§ DATA EXTRACT:
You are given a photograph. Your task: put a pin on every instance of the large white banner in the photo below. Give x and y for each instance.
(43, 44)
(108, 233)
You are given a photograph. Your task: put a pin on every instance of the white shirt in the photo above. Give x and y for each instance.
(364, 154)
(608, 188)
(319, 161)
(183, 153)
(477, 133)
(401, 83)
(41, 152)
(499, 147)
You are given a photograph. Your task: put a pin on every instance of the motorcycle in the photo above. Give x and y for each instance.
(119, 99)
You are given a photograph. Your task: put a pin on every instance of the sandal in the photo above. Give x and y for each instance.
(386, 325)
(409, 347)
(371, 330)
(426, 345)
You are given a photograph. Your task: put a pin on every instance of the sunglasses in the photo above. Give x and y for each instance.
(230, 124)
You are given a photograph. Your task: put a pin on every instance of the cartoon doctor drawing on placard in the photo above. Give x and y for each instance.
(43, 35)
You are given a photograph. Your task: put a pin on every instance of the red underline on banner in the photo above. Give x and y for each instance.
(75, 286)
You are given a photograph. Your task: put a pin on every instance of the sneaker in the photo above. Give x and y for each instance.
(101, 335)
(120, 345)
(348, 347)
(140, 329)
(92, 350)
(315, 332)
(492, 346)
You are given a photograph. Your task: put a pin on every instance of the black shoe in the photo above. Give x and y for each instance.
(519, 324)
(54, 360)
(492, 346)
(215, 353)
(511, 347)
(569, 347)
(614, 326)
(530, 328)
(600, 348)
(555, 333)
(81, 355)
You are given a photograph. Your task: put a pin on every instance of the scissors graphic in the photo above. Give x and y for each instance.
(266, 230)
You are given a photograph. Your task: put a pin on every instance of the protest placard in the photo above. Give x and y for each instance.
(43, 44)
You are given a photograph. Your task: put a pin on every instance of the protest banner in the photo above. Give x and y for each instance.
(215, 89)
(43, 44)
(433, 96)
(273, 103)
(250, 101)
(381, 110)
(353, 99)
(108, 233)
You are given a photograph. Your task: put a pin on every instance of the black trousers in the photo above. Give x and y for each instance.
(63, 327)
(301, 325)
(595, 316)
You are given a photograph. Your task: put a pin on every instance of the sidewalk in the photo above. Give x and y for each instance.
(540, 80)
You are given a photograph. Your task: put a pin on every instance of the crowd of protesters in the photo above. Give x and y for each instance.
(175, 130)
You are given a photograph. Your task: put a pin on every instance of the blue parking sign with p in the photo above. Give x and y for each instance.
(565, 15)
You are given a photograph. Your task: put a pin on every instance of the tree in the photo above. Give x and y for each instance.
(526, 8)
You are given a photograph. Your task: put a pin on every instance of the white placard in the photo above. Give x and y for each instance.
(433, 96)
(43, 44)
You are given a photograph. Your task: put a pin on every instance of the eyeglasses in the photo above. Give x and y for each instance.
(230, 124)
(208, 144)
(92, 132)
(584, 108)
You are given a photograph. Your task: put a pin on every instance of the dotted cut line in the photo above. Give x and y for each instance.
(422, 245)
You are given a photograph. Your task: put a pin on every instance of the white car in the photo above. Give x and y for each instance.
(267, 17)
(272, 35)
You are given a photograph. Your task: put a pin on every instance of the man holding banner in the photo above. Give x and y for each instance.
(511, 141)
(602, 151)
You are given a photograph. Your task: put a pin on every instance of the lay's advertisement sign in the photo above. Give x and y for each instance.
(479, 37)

§ REQUIRED WORK:
Nothing but the lines from the one containing "the man holding" through the end of the material should appear; please return them exactly.

§ RESULT OF THE TASK:
You are given a photograph. Your task: put a pin on every instance of the man holding banner in the photo above. Give x and y for each instance.
(511, 141)
(602, 151)
You are given a photograph. Your task: put a pin on every instance of the lay's advertisement sign in the photo above. Give x and y for each instance.
(479, 37)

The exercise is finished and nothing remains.